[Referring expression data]
=-=-=
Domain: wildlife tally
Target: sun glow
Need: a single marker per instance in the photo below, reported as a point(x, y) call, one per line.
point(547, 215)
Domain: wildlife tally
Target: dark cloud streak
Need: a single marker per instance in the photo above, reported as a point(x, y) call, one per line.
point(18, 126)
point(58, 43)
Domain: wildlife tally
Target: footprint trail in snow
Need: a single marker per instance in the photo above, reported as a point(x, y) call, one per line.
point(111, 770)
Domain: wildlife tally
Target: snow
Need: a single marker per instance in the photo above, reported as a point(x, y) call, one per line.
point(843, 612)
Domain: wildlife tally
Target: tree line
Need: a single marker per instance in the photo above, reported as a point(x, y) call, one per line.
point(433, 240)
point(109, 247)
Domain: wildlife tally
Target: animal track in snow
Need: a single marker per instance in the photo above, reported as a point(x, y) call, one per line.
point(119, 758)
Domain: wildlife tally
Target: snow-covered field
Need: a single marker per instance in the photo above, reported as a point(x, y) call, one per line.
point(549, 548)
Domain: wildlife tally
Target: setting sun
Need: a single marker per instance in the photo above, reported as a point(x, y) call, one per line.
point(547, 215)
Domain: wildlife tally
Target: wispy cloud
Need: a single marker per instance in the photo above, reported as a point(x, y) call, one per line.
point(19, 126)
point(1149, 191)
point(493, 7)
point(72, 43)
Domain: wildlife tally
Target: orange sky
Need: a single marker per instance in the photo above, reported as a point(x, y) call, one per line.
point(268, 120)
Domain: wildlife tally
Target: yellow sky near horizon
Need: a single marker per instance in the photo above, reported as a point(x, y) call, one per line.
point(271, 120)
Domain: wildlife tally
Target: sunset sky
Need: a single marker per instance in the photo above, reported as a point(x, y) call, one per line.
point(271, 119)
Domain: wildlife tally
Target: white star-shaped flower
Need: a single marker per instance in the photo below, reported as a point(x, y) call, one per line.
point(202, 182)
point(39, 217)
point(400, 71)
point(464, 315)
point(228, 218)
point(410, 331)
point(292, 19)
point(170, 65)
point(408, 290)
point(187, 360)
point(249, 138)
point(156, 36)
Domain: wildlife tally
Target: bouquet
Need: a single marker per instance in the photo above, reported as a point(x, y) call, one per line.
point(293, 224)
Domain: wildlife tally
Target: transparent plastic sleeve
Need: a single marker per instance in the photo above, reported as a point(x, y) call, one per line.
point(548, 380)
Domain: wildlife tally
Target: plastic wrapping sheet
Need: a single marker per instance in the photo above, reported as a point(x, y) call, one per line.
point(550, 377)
=-=-=
Work item ▸
Copy the data. Make sure every line matches exactly.

Written solution ▸
Domain: wildlife tally
Target: sun glow
Need: a single marker per instance in the photo below, reported as a point(x, y) call, one per line.
point(547, 215)
Domain: wildlife tally
Target: dark cloud streak
Need: a single marker per instance in the photo above, reported as a point(x, y) call, one per line.
point(18, 126)
point(58, 43)
Domain: wildlife tally
Target: footprint trail in snow
Need: a single marker per instance in the photo above, reported as a point(x, y) call, one per line.
point(111, 770)
Domain: wildlife tally
Target: snow
Need: a single marker per instance in the photo above, reported as a point(x, y) call, one per line.
point(843, 612)
Domain: wildlife tally
Target: tree line
Need: a single marker per instance in the photo above, reported as a point(x, y) call, one per line.
point(433, 240)
point(109, 247)
Domain: wildlife tally
Target: animal track in snow
Need: a single marker per instance in the photo above, reported as a point(x, y) call, one per line.
point(119, 758)
Domain: wildlife tally
Target: snow-covered field
Need: a single marker per instance in the photo above, reported as a point(x, y) call, one per line.
point(549, 548)
Domain: wildlife tally
Target: setting sun
Need: a single marker per instance in the photo above, reported as a point(x, y) call, one per line.
point(547, 215)
Domain: wildlife tally
Target: wispy cloud
Need: a single marker per instance in the photo above, reported as a point(x, y) call, one per line.
point(19, 126)
point(1149, 191)
point(493, 7)
point(72, 43)
Domain: wildlife tally
Target: orange sky
Need: a single marker per instance in the photo above, reported as a point(x, y) call, one per line.
point(268, 120)
Domain: wildlife tally
Target: yellow sky near horizon
Need: a single marker per instance in the photo above, reported as a point(x, y) call, one per line.
point(271, 120)
Domain: wildlife tally
Target: sunset sky
Need: a single marker per instance in the photo above, reported as a point(x, y) call, one per line.
point(271, 119)
Domain: wildlife tally
Target: white star-shaped flower
Need: a single marker per instance in the photo below, reported as a point(x, y) call, one per line.
point(202, 182)
point(39, 217)
point(400, 71)
point(464, 315)
point(228, 218)
point(410, 331)
point(292, 19)
point(170, 65)
point(408, 290)
point(187, 360)
point(249, 138)
point(156, 36)
Domain: wildlife tally
Target: bouquet
Need: a single marker per instance in the photo above, reported as a point(x, y) call, one per line.
point(293, 224)
Domain: wildlife tally
Target: transparent plastic sleeve
Need: a single marker per instance in the photo above, reported as a point(x, y) call, one per line.
point(548, 380)
Domain: wildlife tally
Target: plastic wrapping sheet
Need: a single marker per instance in the photo above, reported as a point(x, y) call, one per line.
point(550, 377)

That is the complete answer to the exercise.